Begin with the line containing "Is there any grass lawn" and end with the last line of the data below; return those lines exactly, and only those.

### [PROVIDED RECORDS]
++++++++++
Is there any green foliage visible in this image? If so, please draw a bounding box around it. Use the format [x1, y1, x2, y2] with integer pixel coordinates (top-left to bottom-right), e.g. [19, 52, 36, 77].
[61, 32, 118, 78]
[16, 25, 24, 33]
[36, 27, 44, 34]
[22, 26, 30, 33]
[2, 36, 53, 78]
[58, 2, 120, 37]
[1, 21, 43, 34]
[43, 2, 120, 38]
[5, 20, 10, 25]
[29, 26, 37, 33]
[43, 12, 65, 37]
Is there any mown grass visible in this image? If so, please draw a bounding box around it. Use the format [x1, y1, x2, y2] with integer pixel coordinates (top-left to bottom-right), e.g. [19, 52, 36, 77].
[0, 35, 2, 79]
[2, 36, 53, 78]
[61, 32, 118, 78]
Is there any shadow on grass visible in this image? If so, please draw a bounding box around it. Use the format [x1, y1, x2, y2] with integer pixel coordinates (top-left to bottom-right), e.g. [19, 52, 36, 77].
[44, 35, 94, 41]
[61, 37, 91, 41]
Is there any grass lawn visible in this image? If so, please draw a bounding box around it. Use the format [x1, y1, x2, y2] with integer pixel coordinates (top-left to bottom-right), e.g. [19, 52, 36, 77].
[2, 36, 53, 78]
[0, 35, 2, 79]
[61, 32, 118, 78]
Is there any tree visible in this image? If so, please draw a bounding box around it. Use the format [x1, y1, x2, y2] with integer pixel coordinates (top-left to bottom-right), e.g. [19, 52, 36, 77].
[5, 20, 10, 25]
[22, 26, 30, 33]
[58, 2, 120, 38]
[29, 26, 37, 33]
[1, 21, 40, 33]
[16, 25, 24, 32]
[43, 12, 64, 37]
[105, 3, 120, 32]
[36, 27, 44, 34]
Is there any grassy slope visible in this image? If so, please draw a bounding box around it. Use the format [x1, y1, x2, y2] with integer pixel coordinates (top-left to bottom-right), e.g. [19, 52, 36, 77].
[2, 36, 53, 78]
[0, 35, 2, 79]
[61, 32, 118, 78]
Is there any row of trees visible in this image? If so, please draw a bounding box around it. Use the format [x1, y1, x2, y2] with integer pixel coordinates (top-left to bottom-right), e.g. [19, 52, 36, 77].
++++++++++
### [TASK OUTPUT]
Is there any grass lawn visible in this image? If so, please draw a bounding box around it. Use the format [x1, y1, x2, y2] with integer pixel coordinates (top-left to bottom-right), e.g. [19, 52, 36, 77].
[2, 36, 53, 78]
[0, 35, 2, 79]
[61, 32, 118, 78]
Is there any tree visible in this image? If so, please draw a bounding box around it. Use the format [x1, y1, x2, y2] with integer pixel coordinates (top-left to bottom-right), e.g. [19, 52, 36, 77].
[5, 20, 10, 25]
[22, 26, 30, 33]
[58, 2, 120, 38]
[29, 26, 37, 33]
[1, 21, 40, 33]
[16, 25, 24, 32]
[43, 12, 64, 37]
[105, 3, 120, 32]
[36, 27, 44, 34]
Is there any grassy slope visible in this image? If so, please draw a bounding box around it. Use the format [x1, y1, x2, y2] with integer pixel coordinates (top-left to bottom-right), e.g. [19, 52, 36, 77].
[2, 36, 53, 78]
[0, 35, 2, 79]
[61, 32, 118, 78]
Is there any row of trees visible in this image? If so, please draw a bounding box around it. Use the format [x1, y1, x2, y2] with integer pixel coordinates (top-left to bottom-right), e.g. [19, 52, 36, 77].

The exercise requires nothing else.